Shape labeling records:

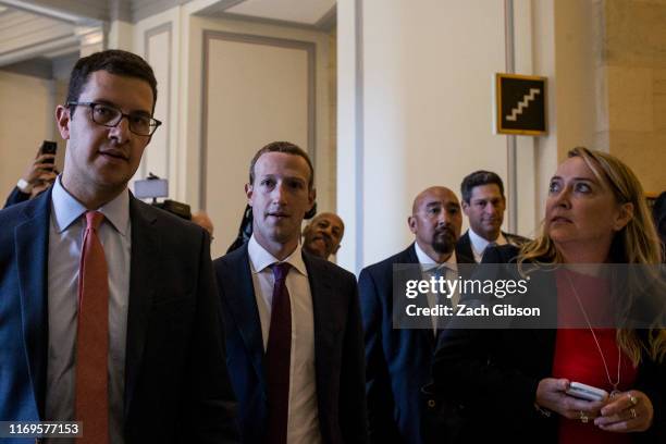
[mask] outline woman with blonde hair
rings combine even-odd
[[[539,297],[554,300],[562,328],[454,328],[440,338],[433,383],[467,411],[465,441],[666,442],[659,255],[631,170],[604,152],[569,151],[551,178],[541,235],[520,249],[493,248],[483,258],[483,263],[514,263],[506,272],[515,279],[536,271],[532,284]],[[584,264],[585,271],[574,264]],[[607,264],[630,266],[624,273],[604,273],[617,269]],[[488,269],[481,267],[479,274]],[[594,322],[604,311],[600,308],[609,307],[613,324]],[[567,325],[571,319],[580,322],[577,328]],[[567,394],[572,382],[607,395],[581,399]]]

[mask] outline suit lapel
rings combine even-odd
[[[412,243],[406,250],[403,251],[400,257],[398,258],[397,263],[410,263],[414,264],[403,271],[404,275],[397,279],[397,282],[406,282],[407,280],[421,280],[423,279],[423,273],[421,272],[421,267],[419,262],[419,257],[416,254],[416,246]],[[393,270],[395,272],[395,268]],[[393,288],[393,285],[391,286]],[[393,295],[391,295],[393,298]],[[417,299],[414,301],[419,307],[428,307],[428,296],[423,294],[419,294]],[[405,330],[405,332],[412,332],[417,335],[422,344],[428,346],[428,349],[433,350],[435,346],[435,334],[432,329],[410,329]],[[407,333],[409,334],[409,333]]]
[[[125,416],[141,368],[150,306],[156,293],[160,260],[159,233],[156,217],[141,211],[138,201],[130,198],[132,218],[132,257],[130,264],[130,308],[125,348]]]
[[[320,407],[322,406],[322,397],[324,393],[329,393],[326,388],[330,383],[331,375],[331,358],[335,355],[332,350],[333,341],[341,328],[342,323],[337,320],[341,316],[340,299],[333,295],[333,286],[330,281],[329,273],[322,270],[317,260],[309,257],[308,254],[303,254],[303,261],[308,270],[308,282],[310,284],[310,294],[312,297],[312,314],[314,323],[314,373],[317,380],[317,393],[319,396]]]
[[[39,417],[44,418],[48,350],[48,257],[51,190],[24,208],[14,230],[26,359]]]
[[[224,296],[229,311],[232,313],[240,332],[240,337],[243,337],[248,354],[251,356],[252,367],[259,377],[261,386],[266,387],[261,321],[257,309],[247,243],[238,249],[238,258],[226,261],[226,266],[230,268],[229,275],[225,282],[219,284],[225,288]]]

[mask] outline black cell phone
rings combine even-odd
[[[44,140],[41,143],[41,148],[39,148],[39,155],[55,155],[58,151],[58,144],[51,140]],[[44,163],[53,163],[54,159],[47,159]]]

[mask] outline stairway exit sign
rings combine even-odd
[[[546,77],[495,74],[494,130],[498,134],[546,134]]]

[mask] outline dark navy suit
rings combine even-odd
[[[456,250],[458,263],[473,258]],[[366,391],[370,440],[373,443],[415,443],[441,417],[440,400],[428,396],[430,366],[436,338],[430,329],[393,328],[393,264],[419,263],[414,244],[360,273],[359,289],[366,338]],[[415,279],[421,279],[420,272]],[[427,411],[429,410],[429,411]],[[433,421],[427,420],[433,417]],[[453,418],[445,418],[445,420]],[[434,437],[434,436],[433,436]]]
[[[510,234],[505,232],[502,232],[502,234],[504,235],[504,238],[506,239],[507,244],[517,247],[529,240],[527,237],[522,237],[517,234]],[[471,239],[469,238],[469,230],[466,231],[465,234],[462,234],[458,239],[458,244],[456,245],[456,251],[460,251],[462,255],[465,255],[465,257],[469,257],[472,259],[474,258],[474,252],[471,248]]]
[[[49,189],[0,211],[0,421],[51,419],[50,209]],[[134,197],[130,217],[125,442],[236,442],[209,237]]]
[[[226,361],[245,443],[262,443],[268,423],[261,322],[248,244],[213,262],[222,298]],[[363,338],[354,275],[303,254],[314,319],[319,427],[324,443],[367,442]]]

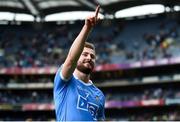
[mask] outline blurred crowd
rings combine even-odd
[[[178,89],[162,89],[151,88],[137,91],[126,91],[125,93],[107,93],[106,100],[118,100],[118,101],[141,101],[152,99],[179,99],[180,91]]]
[[[168,26],[166,21],[160,22],[162,18],[156,19],[146,25],[138,24],[140,20],[104,20],[97,25],[88,40],[96,46],[97,65],[180,56],[179,24],[171,20]],[[0,67],[59,66],[82,23],[1,25]]]

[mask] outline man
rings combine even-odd
[[[88,17],[74,40],[64,64],[54,79],[54,101],[57,121],[104,120],[103,93],[93,85],[90,74],[95,66],[95,48],[86,39],[99,21],[99,6]]]

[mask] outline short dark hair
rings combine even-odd
[[[93,49],[95,51],[95,46],[94,44],[90,43],[90,42],[85,42],[84,47]]]

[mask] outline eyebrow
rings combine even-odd
[[[90,54],[92,55],[94,58],[96,57],[96,55],[94,55],[93,53],[89,53],[89,52],[82,52],[83,54]]]

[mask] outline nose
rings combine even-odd
[[[91,55],[87,55],[87,59],[91,60]]]

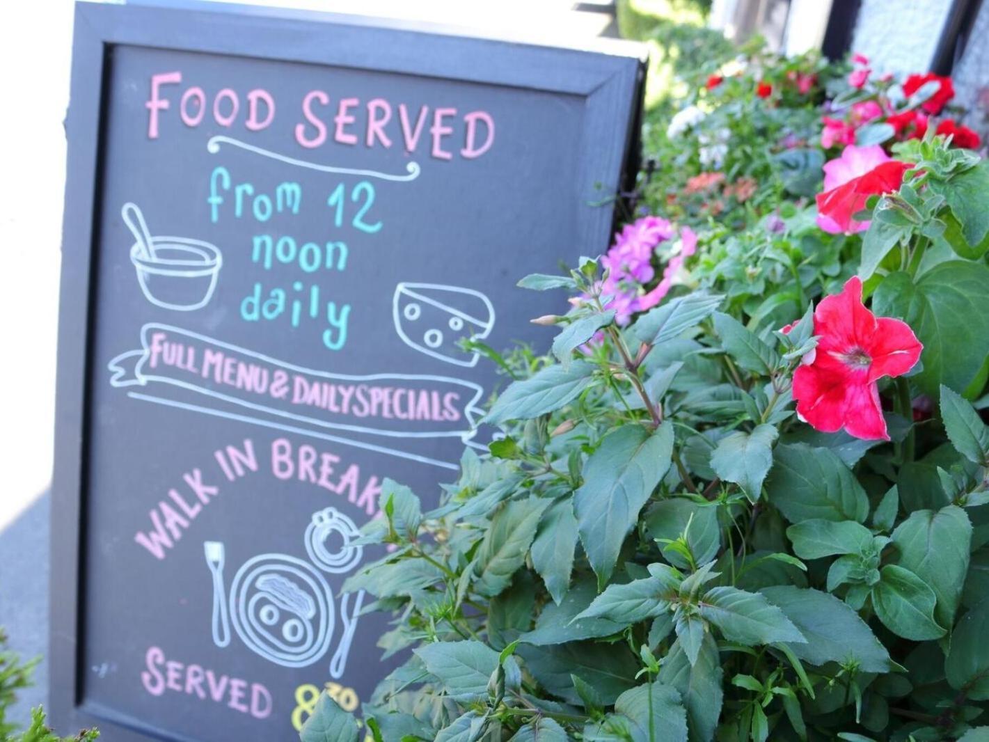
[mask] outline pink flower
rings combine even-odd
[[[838,188],[853,178],[864,175],[873,167],[889,162],[890,159],[892,158],[878,144],[872,146],[849,144],[842,151],[841,157],[824,164],[824,190]]]
[[[614,244],[601,258],[607,269],[607,278],[600,284],[602,296],[607,297],[607,308],[615,311],[615,321],[627,325],[632,316],[655,307],[673,286],[676,272],[683,260],[696,251],[697,237],[689,229],[680,233],[681,247],[666,266],[659,285],[649,293],[643,286],[656,275],[653,258],[656,248],[674,238],[676,230],[660,217],[643,217],[636,220],[615,235]]]
[[[824,432],[844,427],[856,438],[889,440],[876,382],[916,365],[924,346],[910,325],[865,309],[861,280],[853,277],[818,305],[814,334],[813,363],[793,373],[797,415]]]
[[[828,116],[821,117],[824,123],[824,131],[821,132],[821,146],[830,149],[836,144],[854,144],[855,141],[855,128],[851,124]]]
[[[674,279],[676,278],[676,274],[679,272],[679,269],[683,267],[683,263],[688,257],[690,257],[690,255],[697,251],[697,235],[694,233],[693,230],[689,227],[684,227],[683,232],[680,234],[679,251],[670,258],[670,262],[667,263],[667,267],[663,270],[663,280],[660,281],[659,285],[648,294],[640,297],[639,312],[652,309],[663,301],[663,298],[669,294],[670,289],[673,288]]]
[[[909,162],[889,159],[878,144],[850,144],[841,157],[824,165],[825,190],[817,194],[817,226],[831,234],[864,232],[869,223],[856,222],[854,215],[865,208],[869,196],[899,190],[911,167]]]

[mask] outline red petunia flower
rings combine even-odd
[[[813,363],[793,373],[797,415],[823,432],[844,427],[856,438],[889,440],[876,382],[902,376],[920,359],[924,346],[910,325],[865,309],[855,276],[817,306],[814,334]]]
[[[934,72],[928,72],[926,75],[910,75],[903,83],[903,92],[913,95],[929,82],[938,82],[940,87],[934,95],[921,104],[921,108],[937,116],[944,108],[944,104],[954,97],[954,83],[950,77],[942,77]]]
[[[955,124],[953,119],[944,119],[935,130],[937,134],[952,137],[951,143],[965,149],[978,149],[982,139],[968,127]]]
[[[927,117],[916,109],[893,114],[886,119],[886,123],[896,132],[896,139],[900,141],[923,139],[927,134]]]
[[[876,165],[864,175],[817,194],[817,226],[830,234],[854,234],[868,229],[868,222],[856,222],[853,216],[865,208],[873,194],[900,189],[903,174],[913,167],[909,162],[890,160]]]

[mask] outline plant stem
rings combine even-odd
[[[914,406],[913,400],[910,397],[910,382],[902,376],[896,380],[896,407],[900,415],[907,418],[907,422],[913,423]],[[914,460],[916,445],[917,434],[911,424],[907,437],[904,438],[902,443],[897,443],[895,446],[901,466]]]
[[[676,471],[679,473],[680,479],[683,481],[683,485],[686,487],[686,489],[688,489],[690,492],[696,495],[697,486],[693,483],[693,480],[690,479],[690,475],[687,474],[686,467],[683,466],[683,461],[680,459],[679,453],[676,451],[676,449],[674,449],[674,463],[676,464]]]
[[[907,265],[907,273],[910,274],[911,278],[917,275],[917,270],[921,267],[921,260],[924,259],[924,253],[927,252],[928,242],[930,241],[927,237],[921,237],[917,240],[913,254],[910,256],[910,264]]]
[[[639,364],[632,359],[632,356],[628,352],[628,348],[625,347],[625,341],[621,339],[621,333],[618,332],[614,325],[608,327],[608,333],[611,335],[611,339],[614,341],[615,347],[618,348],[618,353],[621,355],[622,363],[625,364],[628,380],[632,383],[632,386],[635,387],[635,391],[639,393],[639,396],[645,403],[646,410],[649,411],[649,417],[653,418],[653,426],[659,427],[663,423],[663,415],[657,409],[658,406],[654,405],[653,401],[649,399],[649,393],[646,392],[646,387],[643,386],[642,379],[639,378]]]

### Brief
Begin at the line that has "[mask] outline short dark hair" and stop after the line that has "[[[91,55],[87,55],[87,59],[91,60]]]". Give those lines again, switching "outline" to "trace" and leaving everything else unchanged.

### Complete output
[mask] trace short dark hair
rings combine even-odd
[[[93,49],[95,51],[95,46],[94,44],[90,43],[90,42],[85,42],[84,47]]]

[mask] trace eyebrow
rings combine even-odd
[[[90,54],[92,55],[94,58],[96,57],[96,55],[94,55],[93,53],[89,53],[89,52],[82,52],[83,54]]]

[mask] trace nose
rings combine even-odd
[[[91,55],[87,55],[87,59],[91,60]]]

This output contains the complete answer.